▶ [Passage given]:
>> BEGIN

Such descriptions are especially important for role classes. Comments like these are used to generate our online puppet documentation.

Coding Style

Please read the upstream style-guide. And install puppet-lint.

Our codebase is only compatible with Puppet 4.5 and above. Use of puppet 4.x constructs like loops, new functions, and in particular parameter types are strongly encouraged. See the slides linked here for more details.

The slideset for a short presentation about the new things in recent versions of the puppet language.

Format

Many existing manifests use two-spaces (as suggested in the style guide) instead of our 4 space indent standard; when working on existing code always follow the existing whitespace style of the file or module you are editing. Please do not mix cleanup changes with functional changes in a single patch.

Spacing, Indentation, & Whitespace

  • Must use four-space soft tabs.
  • Must not use literal tab characters.
  • Must not contain trailing white space
  • Must align fat comma arrows (=>) within blocks of attributes.

Quoting

  • Must use single quotes unless interpolating variables.
  • All variables should be enclosed in in braces ({}) when being interpolated in a string. like this
  • Variables standing by themselves should not be quoted.like this
  • Must not quote booleans: true is ok, but not 'true' or "true"

Resources

  • Must single quote all resource names and their attribute, except ensure. (unless they contain a variable, of course).
  • Ensure must always be the first attribute.
  • Put a trailing comma after the final resource parameter.
  • Again: Must align fat comma arrows (=>) within blocks of attributes.
  • Don't group resources of the same type (a.k.a compression) :

do

file { '/etc/default/exim4':
    require => Package['exim4-config'],
    owner   => 'root',
    group   => 'root',
    mode    => '0444',
    content => template('exim/exim4.default.erb'),
}
file { '/etc/exim4/aliases/':
    ensure  => directory,
    require => Package['exim4-config'],
    mode    => '0755',
    owner   => 'root',
    group   => 'root',
}

don't do

file { '/etc/default/exim4':
    require => Package['exim4-config'],
    owner   => 'root', 
    group   => 'root', 
    mode    => '0444', 
    content => template('exim/exim4.default.erb');
'/etc/exim4/aliases/':
    ensure  => directory,
    require => Package['exim4-config'],
    mode    => '0755', 
    owner   => 'root', 
    group   => 'root', 
}
  • keep the resource name and the resource type on the same line. No need for extra indentation.

Conditionals

  • Don't use selectors inside resources:

good:

$file_mode = $facts['os']['name'] ? {
    debian => '0007',
    redhat => '0776',
    fedora => '0007',
}
file { '/tmp/readme.txt':
    content => "Hello World\n",
    mode    => $file_mode,
}

bad:

file { '/tmp/readme.txt':
    mode => $facts['os']['name'] ? {
        debian => '0777',
        redhat => '0776',
        fedora => '0007',
    }
}
  • Case statements should have default cases. like this.

Classes

All classes and resource type definitions must be in separate files in the manifests directory of their module.

  • Do not nest classes.
  • NEVER EVER use inheritance, puppet is not good at that. Also, inheritance will make your life harder when you need to use hiera - really, don't.

>> END

▶ [Task to carry out]: Why does the Puppet coding style guide above forbid using inheritance in classes?

▶ [Material shown]:
>> BEGIN

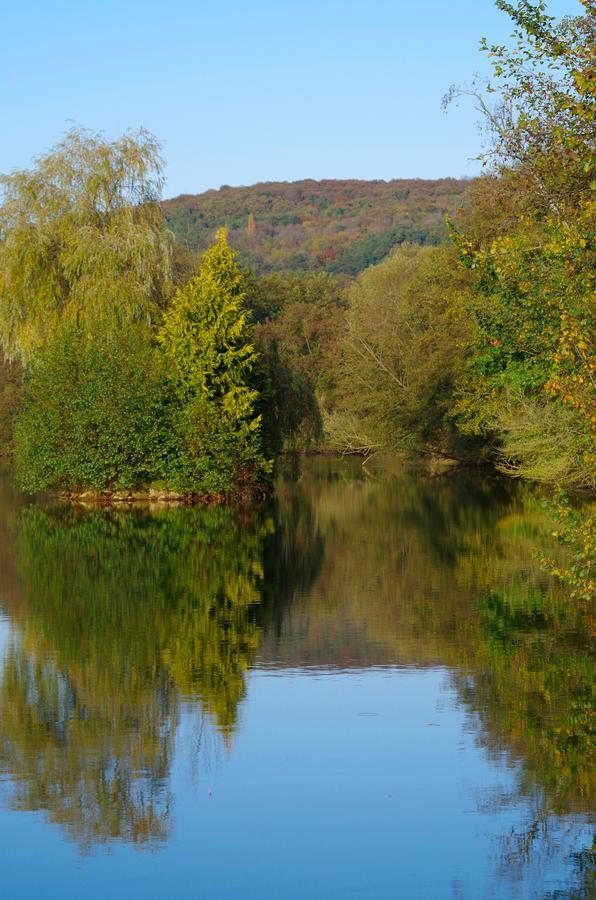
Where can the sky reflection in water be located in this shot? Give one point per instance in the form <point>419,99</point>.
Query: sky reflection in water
<point>367,689</point>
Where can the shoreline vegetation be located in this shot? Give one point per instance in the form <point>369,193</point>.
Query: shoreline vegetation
<point>133,362</point>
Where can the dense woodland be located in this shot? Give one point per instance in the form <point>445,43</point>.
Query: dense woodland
<point>334,226</point>
<point>447,318</point>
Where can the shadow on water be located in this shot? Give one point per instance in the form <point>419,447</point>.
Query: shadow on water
<point>120,618</point>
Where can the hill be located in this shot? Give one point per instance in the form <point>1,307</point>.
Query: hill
<point>339,226</point>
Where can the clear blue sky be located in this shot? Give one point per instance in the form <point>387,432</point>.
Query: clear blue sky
<point>245,91</point>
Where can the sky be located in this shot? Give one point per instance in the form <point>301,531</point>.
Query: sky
<point>240,92</point>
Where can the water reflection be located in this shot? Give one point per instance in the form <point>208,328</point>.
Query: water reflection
<point>119,619</point>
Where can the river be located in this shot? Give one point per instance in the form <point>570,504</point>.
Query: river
<point>367,688</point>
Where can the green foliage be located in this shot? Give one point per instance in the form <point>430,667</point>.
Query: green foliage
<point>336,226</point>
<point>95,412</point>
<point>300,319</point>
<point>82,236</point>
<point>403,353</point>
<point>11,377</point>
<point>530,383</point>
<point>206,339</point>
<point>575,528</point>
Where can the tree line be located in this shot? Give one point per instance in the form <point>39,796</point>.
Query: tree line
<point>132,361</point>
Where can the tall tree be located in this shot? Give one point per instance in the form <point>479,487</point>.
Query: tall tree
<point>532,379</point>
<point>82,235</point>
<point>206,337</point>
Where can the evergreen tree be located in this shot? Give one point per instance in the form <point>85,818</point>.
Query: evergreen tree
<point>206,338</point>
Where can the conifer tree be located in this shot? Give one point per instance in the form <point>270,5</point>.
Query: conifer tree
<point>206,338</point>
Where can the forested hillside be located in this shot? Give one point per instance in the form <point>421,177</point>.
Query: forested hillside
<point>338,226</point>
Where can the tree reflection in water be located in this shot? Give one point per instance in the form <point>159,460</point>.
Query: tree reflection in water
<point>119,616</point>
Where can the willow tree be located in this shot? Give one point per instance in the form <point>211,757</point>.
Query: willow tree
<point>206,338</point>
<point>82,235</point>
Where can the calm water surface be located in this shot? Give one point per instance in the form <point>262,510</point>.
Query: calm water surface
<point>367,689</point>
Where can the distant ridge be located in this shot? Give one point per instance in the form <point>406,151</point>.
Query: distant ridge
<point>341,226</point>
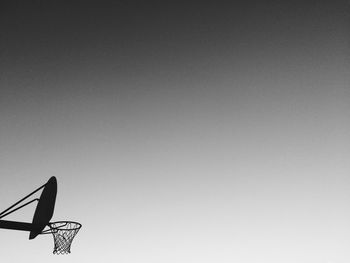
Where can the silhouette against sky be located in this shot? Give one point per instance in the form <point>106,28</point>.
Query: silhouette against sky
<point>179,132</point>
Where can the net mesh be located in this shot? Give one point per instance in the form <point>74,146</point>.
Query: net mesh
<point>63,233</point>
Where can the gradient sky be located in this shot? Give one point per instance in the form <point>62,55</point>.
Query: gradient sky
<point>179,132</point>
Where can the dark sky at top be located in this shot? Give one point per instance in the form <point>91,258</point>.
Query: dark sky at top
<point>196,132</point>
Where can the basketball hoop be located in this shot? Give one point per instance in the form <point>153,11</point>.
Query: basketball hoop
<point>63,233</point>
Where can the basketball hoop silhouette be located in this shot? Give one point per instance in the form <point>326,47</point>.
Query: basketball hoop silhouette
<point>63,231</point>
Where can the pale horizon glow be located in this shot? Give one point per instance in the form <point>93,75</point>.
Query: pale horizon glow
<point>179,133</point>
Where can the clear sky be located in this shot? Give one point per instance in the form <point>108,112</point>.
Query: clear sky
<point>179,132</point>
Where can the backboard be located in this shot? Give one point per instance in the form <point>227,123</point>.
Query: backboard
<point>45,207</point>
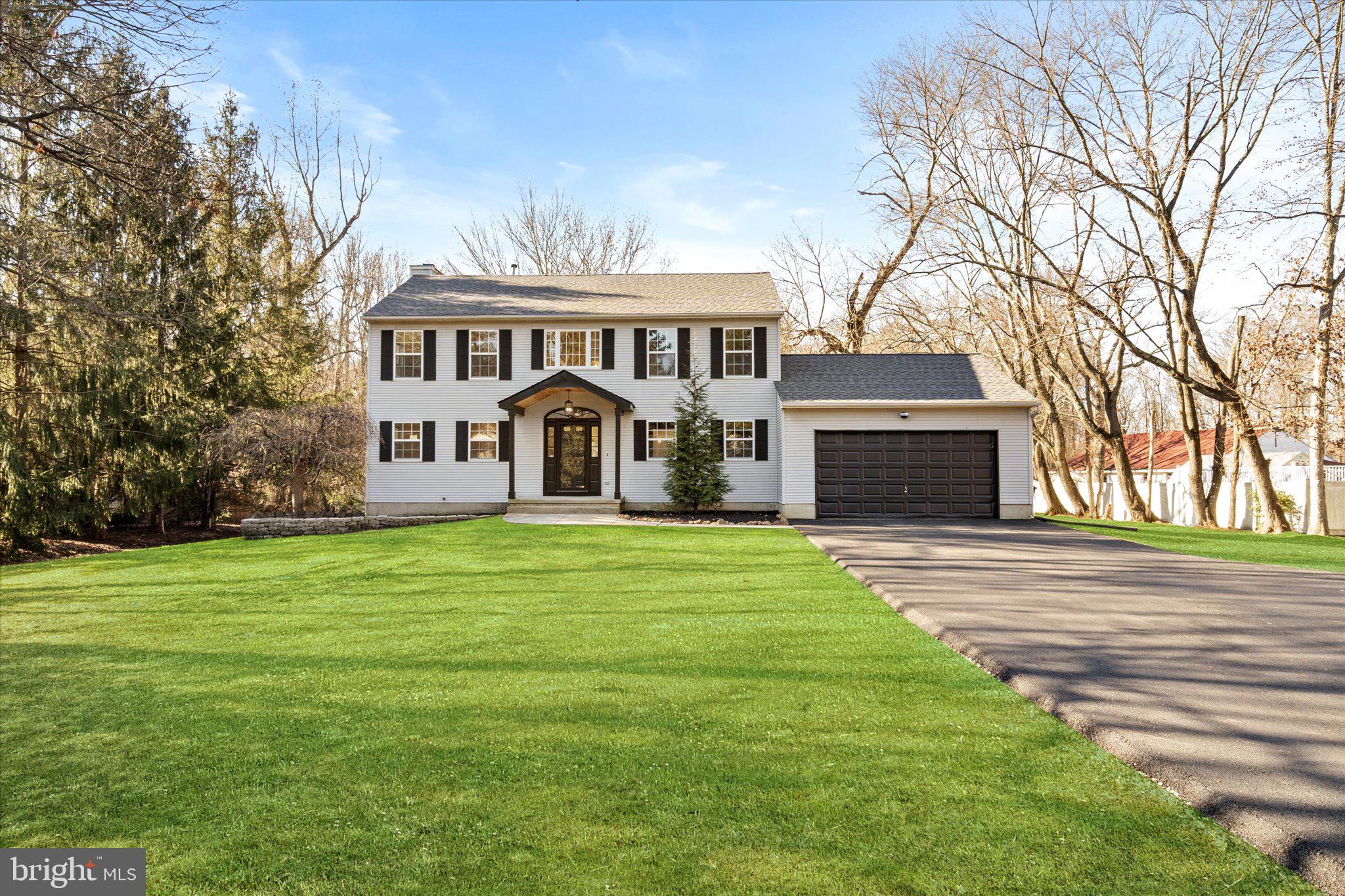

>> END

▶ [Correct output]: It forbids inheritance because Puppet is not good at handling it. Inheritance also makes things harder when you need to use Hiera.